Extracted text
========
Furthermore, in The Authority of the Court and the Peril of Politics, a book by Breyer that will be published this fall, the justice argues that though the current Court is more conservative than in the past, it is a mistake to think his colleagues are partisans. Breyer writes, “A judge’s loyalty is to the rule of law, not the political party that helped to secure his or her appointment.”


 The Supreme Court now has a 6-to-3 conservative majority
The Supreme Court now has a 6-to-3 conservative majority

But the fiction that the Supreme Court is above politics has been a sophistic hypocrisy since at least 1803 when Chief Justice John Marshall used sleight of hand in Marbury v. Madison to claim for the courts the power to rule on the legality of actions taken by the other two branches (legislative and executive) of government. Any judge’s legal philosophy, by definition, carries within it a political point of view.


As for succession to the Court, what—if not politics—was involved in McConnell blocking any consideration of Garland’s nomination because it occurred eight months before the 2016 presidential election? What, if not cynical politics, was involved in McConnell later rushing through Barrett’s confirmation within one week of the 2020 presidential election?

Justice Anthony Kennedy not only timed his retirement to occur during the term of a Republican president, but had a hand in the appointments of Neil Gorsuch and Brett Kavanaugh, both of whom had formerly clerked for him. The Baltimore Sun reported in September 2020 that Trump’s first White House Counsel Donald McGahn II consulted with Kennedy on his replacement, recommending Gorsuch to take Antonin Scalia’s seat, and Kavanaugh to take Kennedy’s seat when he retired. Kennedy’s resulting retirement aided Trump and a Republican-controlled Senate in locking down his seat for the foreseeable future.
========
Work request A
Reproduce the passage on the Supreme Court and politics from "As for succession" to "2020 presidential election?".
Work request B
In the passage on the Supreme Court and politics, which two justices had formerly clerked for Justice Anthony Kennedy?
The lines below come from a source unrelated to the passage on the Supreme Court and politics.
========
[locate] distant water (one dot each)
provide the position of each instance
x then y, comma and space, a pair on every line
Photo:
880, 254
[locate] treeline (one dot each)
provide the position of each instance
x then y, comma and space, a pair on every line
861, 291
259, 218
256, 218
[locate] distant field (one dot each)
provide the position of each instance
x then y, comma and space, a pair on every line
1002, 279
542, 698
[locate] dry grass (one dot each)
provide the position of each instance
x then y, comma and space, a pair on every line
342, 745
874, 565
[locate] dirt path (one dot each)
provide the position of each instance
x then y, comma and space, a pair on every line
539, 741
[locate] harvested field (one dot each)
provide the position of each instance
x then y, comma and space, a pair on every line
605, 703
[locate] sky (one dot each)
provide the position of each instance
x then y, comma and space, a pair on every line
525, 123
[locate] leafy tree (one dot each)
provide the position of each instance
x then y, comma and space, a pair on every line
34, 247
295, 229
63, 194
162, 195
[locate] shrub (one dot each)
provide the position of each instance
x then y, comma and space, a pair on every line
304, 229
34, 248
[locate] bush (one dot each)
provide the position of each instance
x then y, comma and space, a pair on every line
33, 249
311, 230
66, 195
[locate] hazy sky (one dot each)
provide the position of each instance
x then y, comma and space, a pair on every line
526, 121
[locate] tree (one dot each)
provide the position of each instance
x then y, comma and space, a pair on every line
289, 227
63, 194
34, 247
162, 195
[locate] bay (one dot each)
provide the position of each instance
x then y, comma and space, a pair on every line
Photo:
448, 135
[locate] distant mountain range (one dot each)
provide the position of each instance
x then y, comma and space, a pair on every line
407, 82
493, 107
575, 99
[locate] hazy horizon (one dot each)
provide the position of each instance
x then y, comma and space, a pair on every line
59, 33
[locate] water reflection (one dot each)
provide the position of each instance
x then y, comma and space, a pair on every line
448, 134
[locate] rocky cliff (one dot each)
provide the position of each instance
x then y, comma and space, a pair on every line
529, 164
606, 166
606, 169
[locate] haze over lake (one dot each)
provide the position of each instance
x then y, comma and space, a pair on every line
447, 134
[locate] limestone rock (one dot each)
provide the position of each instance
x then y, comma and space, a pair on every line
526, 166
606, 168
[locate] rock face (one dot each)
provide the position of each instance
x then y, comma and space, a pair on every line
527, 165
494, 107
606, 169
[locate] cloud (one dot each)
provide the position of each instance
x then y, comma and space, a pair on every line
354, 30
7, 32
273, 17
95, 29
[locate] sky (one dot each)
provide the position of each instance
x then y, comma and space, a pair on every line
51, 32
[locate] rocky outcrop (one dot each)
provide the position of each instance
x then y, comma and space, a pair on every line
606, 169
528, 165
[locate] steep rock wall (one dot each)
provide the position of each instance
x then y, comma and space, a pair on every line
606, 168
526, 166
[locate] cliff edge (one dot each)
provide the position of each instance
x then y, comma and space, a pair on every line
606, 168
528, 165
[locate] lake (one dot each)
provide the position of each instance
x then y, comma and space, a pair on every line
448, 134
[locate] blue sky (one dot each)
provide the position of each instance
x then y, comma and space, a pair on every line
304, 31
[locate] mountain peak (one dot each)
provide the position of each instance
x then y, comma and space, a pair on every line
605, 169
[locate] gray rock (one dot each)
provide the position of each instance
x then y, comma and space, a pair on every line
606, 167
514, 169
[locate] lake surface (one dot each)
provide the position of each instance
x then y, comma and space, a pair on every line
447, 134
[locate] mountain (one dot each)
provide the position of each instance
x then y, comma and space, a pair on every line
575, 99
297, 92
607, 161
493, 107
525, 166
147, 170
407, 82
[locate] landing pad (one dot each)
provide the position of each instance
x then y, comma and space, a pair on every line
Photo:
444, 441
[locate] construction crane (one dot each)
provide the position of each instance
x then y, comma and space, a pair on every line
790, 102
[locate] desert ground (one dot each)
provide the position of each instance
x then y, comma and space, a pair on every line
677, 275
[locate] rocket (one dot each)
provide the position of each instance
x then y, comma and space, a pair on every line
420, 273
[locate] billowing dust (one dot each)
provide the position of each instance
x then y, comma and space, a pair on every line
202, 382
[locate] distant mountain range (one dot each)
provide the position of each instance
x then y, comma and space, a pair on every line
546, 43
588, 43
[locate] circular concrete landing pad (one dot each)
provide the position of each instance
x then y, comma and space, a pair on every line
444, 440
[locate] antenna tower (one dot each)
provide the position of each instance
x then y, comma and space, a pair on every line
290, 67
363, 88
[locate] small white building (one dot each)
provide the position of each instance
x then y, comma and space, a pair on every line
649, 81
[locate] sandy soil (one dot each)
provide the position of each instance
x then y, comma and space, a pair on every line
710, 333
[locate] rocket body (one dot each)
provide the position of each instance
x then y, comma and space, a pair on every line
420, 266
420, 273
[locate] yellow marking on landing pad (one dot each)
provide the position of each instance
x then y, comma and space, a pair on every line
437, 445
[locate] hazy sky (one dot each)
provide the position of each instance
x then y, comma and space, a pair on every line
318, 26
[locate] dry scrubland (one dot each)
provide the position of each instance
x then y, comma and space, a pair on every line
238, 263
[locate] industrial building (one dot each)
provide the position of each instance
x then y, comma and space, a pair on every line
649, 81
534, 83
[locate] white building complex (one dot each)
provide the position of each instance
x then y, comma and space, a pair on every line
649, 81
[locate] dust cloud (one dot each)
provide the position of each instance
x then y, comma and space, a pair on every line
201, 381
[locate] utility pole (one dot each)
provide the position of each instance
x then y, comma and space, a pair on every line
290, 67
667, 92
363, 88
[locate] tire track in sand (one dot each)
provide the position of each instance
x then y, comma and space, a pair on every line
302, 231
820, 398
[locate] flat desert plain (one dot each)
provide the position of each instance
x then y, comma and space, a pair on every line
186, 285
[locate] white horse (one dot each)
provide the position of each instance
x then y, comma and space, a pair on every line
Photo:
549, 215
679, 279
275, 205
========
Written solution A
As for succession to the Court, what—if not politics—was involved in McConnell blocking any consideration of Garland’s nomination because it occurred eight months before the 2016 presidential election? What, if not cynical politics, was involved in McConnell later rushing through Barrett’s confirmation within one week of the 2020 presidential election?

Written solution B
Neil Gorsuch and Brett Kavanaugh.